--- PASSAGE TO READ ---
<?xml version="1.0" encoding="UTF-8"?>
<simulation xmds-version="2">
<name>groundstate_demo2</name>
<author>Joe Hope and Graham Dennis</author>
<description>
Calculate the ground state of the non-linear Schrodinger equation in a harmonic magnetic trap.
This is done by evolving it in imaginary time while re-normalising each timestep.
We demonstrate calculating the energy, energy per particle, and chemical potential at each time step to
monitor the convergence of the imaginary time algorithm.
</description>
<features>
<auto_vectorise />
<benchmark />
<error_check />
<bing />
<fftw plan="exhaustive" />
<globals>
<![CDATA[
const real Uint = 1.0e2;
const real Nparticles = 1;
/* offset constants */
const real EnergyOffset = pow(pow(3.0*Nparticles/4*Uint,2.0)/2.0,1/3.0); // 1D
]]>
</globals>
</features>
<geometry>
<propagation_dimension> t </propagation_dimension>
<transverse_dimensions>
<dimension name="y" lattice="1024" domain="(-10.0, 10.0)" />
</transverse_dimensions>
</geometry>
<vector name="potential" initial_basis="y" type="complex">
<components>
V1
</components>
<initialisation>
<![CDATA[
real Vtrap = 0.5*y*y;
V1 = -i*(Vtrap - EnergyOffset);
]]>
</initialisation>
</vector>
<vector name="wavefunction" initial_basis="y" type="complex">
<components> phi </components>
<initialisation>
<![CDATA[
if (fabs(y) < 1.0) {
phi = 1.0;
// This will be automatically normalised later
} else {
phi = 0.0;
}
]]>
</initialisation>
</vector>
<!-- Calculate the kinetic energy as an integral in fourier space -->
<computed_vector name="kinetic_energy" dimensions="" type="real">
<components>KE</components>
<evaluation>
<dependencies basis="ky">wavefunction</dependencies>
<![CDATA[
KE = 0.5*ky*ky*mod2(phi);
]]>
</evaluation>
</computed_vector>
<!-- Calculate the spatial energy terms as integrals in position space -->
<computed_vector name="spatial_energy" dimensions="" type="real">
<components>VE NLE</components>
<evaluation>
<dependencies basis="y">potential wavefunction</dependencies>
<![CDATA[
VE = -Im(V1) * mod2(phi);
NLE = 0.5*Uint *mod2(phi) * mod2(phi);
]]>
</evaluation>
</computed_vector>
<!--
Add the energy contributions. We can't add a 'KE' term to the spatial_energy computed_vector because then we'd be integrating the scalar
over the physical volume, and we'd add KE * V to any term, instead of just KE.

--- MATERIAL ---
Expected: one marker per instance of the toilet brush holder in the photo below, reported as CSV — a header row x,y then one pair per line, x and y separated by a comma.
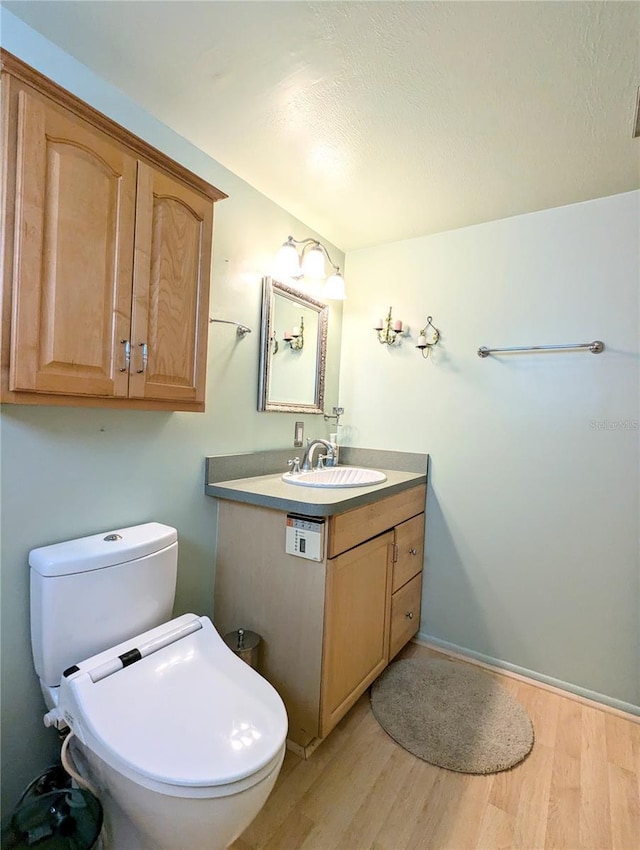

--- STATED TASK ---
Copy the ground-state simulation file between "This is done" and "imaginary time algorithm.", inclusive, and substitute "Euclidean time" for every "imaginary time".

--- EXERCISE RESULT ---
This is done by evolving it in Euclidean time while re-normalising each timestep.
We demonstrate calculating the energy, energy per particle, and chemical potential at each time step to
monitor the convergence of the Euclidean time algorithm.